◆ Ejercicios propuestos:
**A)** ¿Concuerdan con el texto sobre el dolor las siguientes afirmaciones? Conteste sí o no a cada una y cite literalmente las palabras del texto que lo deciden.
(i) Según el texto, es posible ignorar incluso el placer.
(ii) El texto sostiene que podemos explicar por completo por qué Dios permite el coronavirus.
(iii) En el pasaje de Lucas citado, la torre que cayó en Siloé mató a dieciocho personas.
**B)** Responda a estas preguntas sobre el texto sobre el dolor:
(i) ¿En qué obra de C. S. Lewis aparecen las palabras citadas al comienzo?
(ii) ¿Cómo llama el texto al coronavirus?
(iii) ¿Con qué mezcló Pilato la sangre de los galileos?
**C)** ¿Cómo seguiría el texto sobre el dolor? Continúe a partir de su última frase.

◆ Texto del ejercicio:
☆ ☆ ☆ ☆
“El dolor es no solo un mal inmediatamente reconocible, sino un mal imposible de ignorar. Podemos tranquilamente permanecer en nuestros pecados y estupideces, y cualquiera que haya observado a los glotones engullir los manjares más exquisitos, como si no supieran lo que estaban comiendo, admitirá que podemos ignorar incluso el placer. Pero el dolor insiste en ser atendido. Dios nos susurra en nuestros placeres, nos habla en nuestra conciencia, pero nos grita en nuestros dolores: es su megáfono para despertar a un mundo sordo. Un hombre malvado feliz, es un hombre sin la menor sospecha de que sus acciones no ‘corresponden’ de que no están de acuerdo con las leyes del universo”.
Estas palabras de C. S. Lewis en su clásico El problema del dolor son relevantes en nuestra época de pandemia. Ninguno de nosotros puede pretender explicar todo sobre por qué Dios permite el coronavirus en este mundo. Somos muy pequeños para comprender completamente los propósitos de Dios, y si tratamos de explicar cosas tan profundas y elevadas corremos el riesgo de llegar a ser como los “amigos de Job”. Pero de algo podemos estar seguros: Dios llama a nuestro mundo al arrepentimiento.
La crisis actual nos despierta a esa verdad porque estábamos dormidos. Estábamos ensordecidos por el sonido de nuestro sentido de autosuficiencia y por el pecado. Nuestro mundo malvado y “feliz” en su rebelión contra el Señor necesita —aunque nos cueste admitirlo— ser sacudido como lo es ahora. El coronavirus es un megáfono de Dios.
El principal pasaje bíblico que viene a mi mente cuando pienso en esto se encuentra en los primeros versículos de Lucas 13:
“En esa misma ocasión había allí algunos que contaron a Jesús acerca de los Galileos cuya sangre Pilato había mezclado con la de sus sacrificios. El les respondió: “¿Piensan que estos Galileos eran más pecadores que todos los demás Galileos, porque sufrieron esto? Les digo que no; al contrario, si ustedes no se arrepienten, todos perecerán igualmente. ¿O piensan que aquellos dieciocho, sobre los que cayó la torre en Siloé y los mató, eran más deudores que todos los hombres que habitan en Jerusalén? Les digo que no; al contrario, si ustedes no se arrepienten, todos perecerán igualmente” (v. 1-5).
☆ ☆ ☆ ☆
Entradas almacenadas
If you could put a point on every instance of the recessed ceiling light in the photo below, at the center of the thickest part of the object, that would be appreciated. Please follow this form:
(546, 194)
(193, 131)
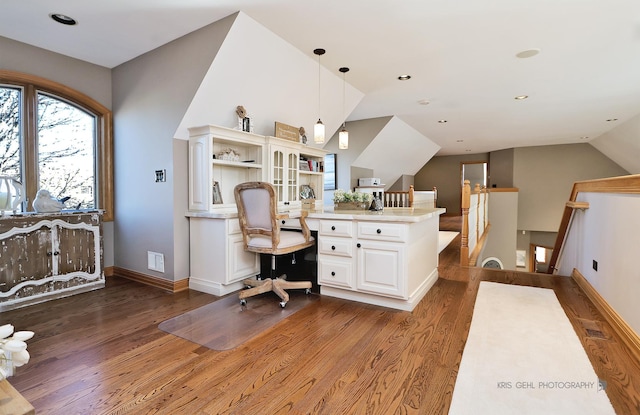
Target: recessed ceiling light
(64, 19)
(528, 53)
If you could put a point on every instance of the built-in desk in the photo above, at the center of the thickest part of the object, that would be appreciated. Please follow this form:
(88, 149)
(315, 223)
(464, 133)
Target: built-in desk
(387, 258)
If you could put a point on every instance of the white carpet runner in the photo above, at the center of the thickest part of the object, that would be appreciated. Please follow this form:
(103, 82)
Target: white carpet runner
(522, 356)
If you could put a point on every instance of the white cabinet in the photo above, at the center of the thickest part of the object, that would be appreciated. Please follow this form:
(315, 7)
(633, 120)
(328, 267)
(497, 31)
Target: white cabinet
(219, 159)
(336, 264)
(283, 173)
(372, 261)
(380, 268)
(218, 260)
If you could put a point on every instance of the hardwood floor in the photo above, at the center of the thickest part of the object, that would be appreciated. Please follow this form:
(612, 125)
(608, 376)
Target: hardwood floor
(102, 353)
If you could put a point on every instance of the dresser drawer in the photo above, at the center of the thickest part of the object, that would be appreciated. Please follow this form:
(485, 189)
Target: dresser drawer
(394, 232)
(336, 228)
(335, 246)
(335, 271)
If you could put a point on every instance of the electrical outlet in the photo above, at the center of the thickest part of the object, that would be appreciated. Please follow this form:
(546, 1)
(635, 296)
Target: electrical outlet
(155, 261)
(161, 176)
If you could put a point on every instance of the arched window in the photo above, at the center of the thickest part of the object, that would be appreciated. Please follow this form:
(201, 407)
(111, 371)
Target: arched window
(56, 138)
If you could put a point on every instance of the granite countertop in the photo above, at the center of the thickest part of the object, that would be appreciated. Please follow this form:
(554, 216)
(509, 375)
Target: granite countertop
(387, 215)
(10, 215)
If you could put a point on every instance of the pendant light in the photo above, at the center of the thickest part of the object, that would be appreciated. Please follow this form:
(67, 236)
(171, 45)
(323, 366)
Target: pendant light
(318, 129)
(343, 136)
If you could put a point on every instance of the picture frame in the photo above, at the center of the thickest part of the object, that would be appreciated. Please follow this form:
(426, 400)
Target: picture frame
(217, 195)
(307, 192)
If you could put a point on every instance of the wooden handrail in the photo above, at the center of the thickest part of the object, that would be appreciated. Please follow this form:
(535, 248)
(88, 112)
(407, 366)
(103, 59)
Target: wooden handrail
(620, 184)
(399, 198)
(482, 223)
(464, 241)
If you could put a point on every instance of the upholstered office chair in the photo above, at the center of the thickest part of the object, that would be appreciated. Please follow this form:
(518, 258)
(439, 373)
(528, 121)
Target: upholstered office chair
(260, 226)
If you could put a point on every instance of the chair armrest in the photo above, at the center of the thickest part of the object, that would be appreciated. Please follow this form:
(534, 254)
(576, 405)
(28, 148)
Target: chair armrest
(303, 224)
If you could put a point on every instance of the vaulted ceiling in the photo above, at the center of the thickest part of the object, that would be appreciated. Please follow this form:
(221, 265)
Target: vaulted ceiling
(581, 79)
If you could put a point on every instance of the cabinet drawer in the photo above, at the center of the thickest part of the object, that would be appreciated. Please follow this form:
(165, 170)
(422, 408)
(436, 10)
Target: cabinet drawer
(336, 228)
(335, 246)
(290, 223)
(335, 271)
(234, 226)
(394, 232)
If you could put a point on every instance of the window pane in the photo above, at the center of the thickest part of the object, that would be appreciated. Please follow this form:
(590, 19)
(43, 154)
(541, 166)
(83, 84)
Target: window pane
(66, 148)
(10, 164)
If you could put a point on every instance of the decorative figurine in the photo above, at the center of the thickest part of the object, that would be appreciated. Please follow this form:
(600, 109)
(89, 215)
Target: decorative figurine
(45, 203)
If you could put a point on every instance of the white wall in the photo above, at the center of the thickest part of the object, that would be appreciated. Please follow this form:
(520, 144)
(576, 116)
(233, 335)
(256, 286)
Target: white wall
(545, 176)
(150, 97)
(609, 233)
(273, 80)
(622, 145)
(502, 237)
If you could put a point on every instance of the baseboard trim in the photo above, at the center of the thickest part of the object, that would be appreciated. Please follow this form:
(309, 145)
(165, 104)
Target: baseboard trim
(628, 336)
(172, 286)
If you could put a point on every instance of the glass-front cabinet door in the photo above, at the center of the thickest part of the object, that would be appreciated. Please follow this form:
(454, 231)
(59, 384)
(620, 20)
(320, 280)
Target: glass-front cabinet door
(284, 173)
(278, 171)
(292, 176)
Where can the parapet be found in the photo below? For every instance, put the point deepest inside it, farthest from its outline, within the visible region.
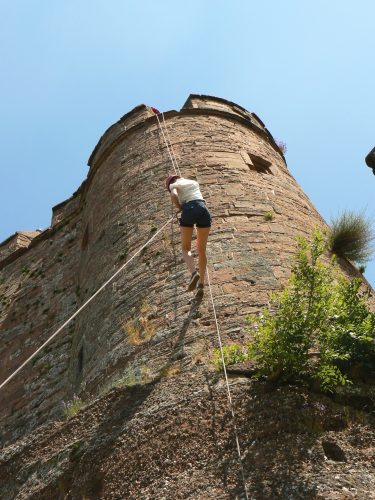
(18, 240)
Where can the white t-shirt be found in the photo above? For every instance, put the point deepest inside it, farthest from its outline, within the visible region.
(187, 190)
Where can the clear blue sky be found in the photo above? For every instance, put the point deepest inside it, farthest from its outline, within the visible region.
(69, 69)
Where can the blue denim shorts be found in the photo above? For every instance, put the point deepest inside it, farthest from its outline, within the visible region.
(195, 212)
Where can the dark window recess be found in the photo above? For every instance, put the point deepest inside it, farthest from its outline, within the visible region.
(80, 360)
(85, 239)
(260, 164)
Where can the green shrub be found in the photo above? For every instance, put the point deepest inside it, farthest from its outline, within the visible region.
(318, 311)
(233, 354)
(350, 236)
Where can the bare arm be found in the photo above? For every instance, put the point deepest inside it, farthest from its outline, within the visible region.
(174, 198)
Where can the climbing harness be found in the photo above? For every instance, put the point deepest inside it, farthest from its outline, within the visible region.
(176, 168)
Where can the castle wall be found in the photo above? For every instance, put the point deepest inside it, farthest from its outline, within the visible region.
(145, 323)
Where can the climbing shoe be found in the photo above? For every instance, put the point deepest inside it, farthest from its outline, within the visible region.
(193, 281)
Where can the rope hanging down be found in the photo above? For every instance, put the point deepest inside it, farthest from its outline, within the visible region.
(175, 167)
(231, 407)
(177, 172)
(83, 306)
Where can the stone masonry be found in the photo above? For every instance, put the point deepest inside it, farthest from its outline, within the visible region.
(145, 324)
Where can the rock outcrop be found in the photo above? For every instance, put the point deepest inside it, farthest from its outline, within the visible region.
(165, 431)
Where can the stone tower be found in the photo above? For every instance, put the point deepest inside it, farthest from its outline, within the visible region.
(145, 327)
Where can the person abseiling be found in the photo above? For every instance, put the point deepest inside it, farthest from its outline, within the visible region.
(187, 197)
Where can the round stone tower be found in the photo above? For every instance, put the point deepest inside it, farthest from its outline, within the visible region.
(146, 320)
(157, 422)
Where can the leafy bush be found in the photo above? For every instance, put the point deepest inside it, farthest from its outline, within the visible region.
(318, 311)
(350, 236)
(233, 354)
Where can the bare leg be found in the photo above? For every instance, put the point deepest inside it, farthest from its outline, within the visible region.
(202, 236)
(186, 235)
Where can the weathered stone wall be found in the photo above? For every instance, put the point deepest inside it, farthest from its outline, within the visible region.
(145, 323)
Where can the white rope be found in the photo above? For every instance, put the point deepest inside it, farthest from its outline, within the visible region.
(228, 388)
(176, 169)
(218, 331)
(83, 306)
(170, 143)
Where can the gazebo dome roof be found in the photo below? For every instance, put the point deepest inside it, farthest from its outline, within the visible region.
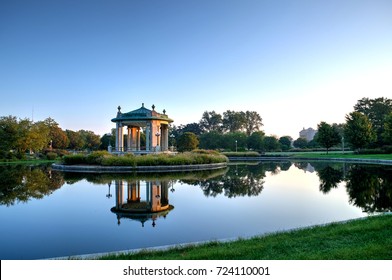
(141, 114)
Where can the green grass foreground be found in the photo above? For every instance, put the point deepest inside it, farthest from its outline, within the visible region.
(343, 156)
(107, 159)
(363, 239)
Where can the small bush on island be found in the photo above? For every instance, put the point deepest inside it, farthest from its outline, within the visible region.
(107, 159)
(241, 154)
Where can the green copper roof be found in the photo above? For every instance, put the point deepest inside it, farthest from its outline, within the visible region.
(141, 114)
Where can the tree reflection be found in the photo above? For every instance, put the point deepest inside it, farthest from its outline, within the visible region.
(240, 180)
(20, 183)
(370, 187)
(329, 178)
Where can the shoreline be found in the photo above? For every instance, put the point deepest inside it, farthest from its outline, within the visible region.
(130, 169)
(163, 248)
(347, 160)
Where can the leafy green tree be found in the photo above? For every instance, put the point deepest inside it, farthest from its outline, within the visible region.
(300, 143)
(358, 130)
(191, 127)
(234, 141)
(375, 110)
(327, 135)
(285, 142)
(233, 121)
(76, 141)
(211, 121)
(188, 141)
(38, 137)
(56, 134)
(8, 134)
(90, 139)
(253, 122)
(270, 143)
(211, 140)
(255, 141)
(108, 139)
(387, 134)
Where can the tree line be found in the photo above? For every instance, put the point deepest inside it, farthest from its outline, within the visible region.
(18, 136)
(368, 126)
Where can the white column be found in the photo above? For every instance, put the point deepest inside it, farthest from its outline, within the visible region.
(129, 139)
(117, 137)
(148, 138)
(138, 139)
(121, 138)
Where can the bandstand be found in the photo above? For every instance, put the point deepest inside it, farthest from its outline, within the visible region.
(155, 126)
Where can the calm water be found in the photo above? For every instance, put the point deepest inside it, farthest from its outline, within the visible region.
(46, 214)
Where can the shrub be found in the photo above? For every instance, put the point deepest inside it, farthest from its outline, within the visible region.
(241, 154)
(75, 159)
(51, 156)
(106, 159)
☆ ☆ ☆ ☆
◆ Respuestas en orden:
**A)**
(i) Sí: "admitirá que podemos ignorar incluso el placer".
(ii) No: "Ninguno de nosotros puede pretender explicar todo sobre por qué Dios permite el coronavirus en este mundo".
(iii) Sí: "aquellos dieciocho, sobre los que cayó la torre en Siloé y los mató".

**B)**
(i) En El problema del dolor.
(ii) Un megáfono de Dios.
(iii) Con la de sus sacrificios.

**C)**
Nos asombra que el coronavirus (o una torre que se cae y mata a personas) cause tanta muerte y dolor. ¡Pero Jesús nos enseña que debemos asombrarnos más bien de que algo más horrible todavía no nos haya acontecido! Si nos abruma el coronavirus, debería abrumarnos más aún que no estamos en el infierno justo ahora. Y si algo deben enseñarnos las calamidades que impactan al mundo es que nosotros, empezando por aquellos que afirmamos ser el pueblo de Dios, debemos arrepentirnos de nuestros pecados.
Estas palabras suenan duras porque Jesús no está interesado en ser un predicador popular que nunca ofende a nadie. Él dice estas cosas difíciles de tragar porque nos ama y necesitamos escucharlas. Incluso si rompen nuestra ilusión de felicidad sin Él.
Dios nos desea tanto, nos ama tan ardientemente, que hizo lo inimaginable: soportó el infierno por nosotros para que podamos tener perdón y vida eterna. Ahora somos llamados a vivir en arrepentimiento y fe, entendiendo que somos tan malvados que merecemos condenación y tan amados que en Él hay salvación solo por gracia. Esa es la esencia del evangelio para nuestro mundo con quebranto, sufrimiento, y pandemia.
El coronavirus es un megáfono de Dios para que recordemos esto. ¿Estamos escuchando?